*** Исходный отрывок ***

Неугасимая лампада - [18]

Шрифт
Интервал

Что это?

– Романтика папиросных реклам, – пренебрежительно процедил о постановке “Марселя” Глубоковский, и тогда я не возражал ему. Но теперь, оглядываясь на пройденную вереницу лет серой советской обезлички, истомленный нудной жвачкой затасканных слов, бескрасочностью, беззвучием расползшейся на всю Россию социалистической каторги-казармы, я понимаю, почему зрительном зале Соловецкого театра тогда стало тише, чем

В притоне “Трех бродяг”
Стало тихо в первый раз
И никто не мог никак
Оторвать от дамы глаз.

Теперь я с глубокой благодарностью и хвалой вспоминаю тех, кто тогда захватил, сумел и смог показать соловецким каторжанам “музу дальних странствий”, хотя бы и в аляповатом наряде “папиросной рекламы”!

Пусть так. Свое высокоодаренному поэту Гумилеву, но свое и безвестному, безымянному бродяге. Они оба имели право на жизнь и радость.

Следующим номером шел мой сатирический скэтч заостренный против нашей “рабсилы” – надсмотрщиков из числа заключенных, в большинстве из грузин-повстанцев. Это был уже рискованный номер. Он начинался сценическим трюком: загримированные грузинами актеры, размахивая дрынами, врывались на сцену через зрительный зал и начинали загонять актеров-исполнителей на очередной ударник.

Трюк был настолько близок к соловецкой действительности, что публика приняла его всерьез. Кое-кто из шпаны побежал прятаться, а сам Эйхманс, встав с места, возмущенно закричал:

– Кто разрешил ударник? Убрать рабсилу к черту

После этого, услышанного всем залом, восклицания владыки острова осмелевшие актеры, под сочувственный рокот зала, стали с удвоенной силой метать отравленные стрелы сатиры в ненавистных, продавшихся отщепенцев, заклейменных кличкой “ссученные”.5

Но самый рискованный момент был еще впереди. Почти в конце программы шла коротенькая веселая пьеска с пением и танцами “Любовь – книга золотая”, автором которой был Н..К. Литвин.

***

_Условие задания:_
Как сжато, в виде списка, передать абзац отрывка о Соловецком театре, который начинается словами «Следующим номером шел мой сатирический скэтч», сохранив его главные факты? Отвечайте, опираясь только на этот отрывок.

*** Входные данные ***

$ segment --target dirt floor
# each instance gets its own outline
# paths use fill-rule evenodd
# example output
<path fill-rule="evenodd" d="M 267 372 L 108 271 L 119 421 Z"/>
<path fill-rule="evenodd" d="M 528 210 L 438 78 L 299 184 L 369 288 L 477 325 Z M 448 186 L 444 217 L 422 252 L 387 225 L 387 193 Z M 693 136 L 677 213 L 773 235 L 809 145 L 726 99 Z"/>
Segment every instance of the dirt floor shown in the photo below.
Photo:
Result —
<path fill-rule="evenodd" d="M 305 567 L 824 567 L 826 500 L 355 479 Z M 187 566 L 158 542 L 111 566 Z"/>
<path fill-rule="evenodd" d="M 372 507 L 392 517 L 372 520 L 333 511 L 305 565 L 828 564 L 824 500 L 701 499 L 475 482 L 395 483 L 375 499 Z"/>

***

_Решение задания:_
- Следующим номером шел сатирический скэтч рассказчика против «рабсилы», то есть надсмотрщиков из заключенных, в основном грузин-повстанцев.
- Номер был рискованным.
- Начинался он трюком: актеры в гриме грузин, размахивая дрынами, врывались на сцену через зрительный зал и загоняли исполнителей на очередной ударник.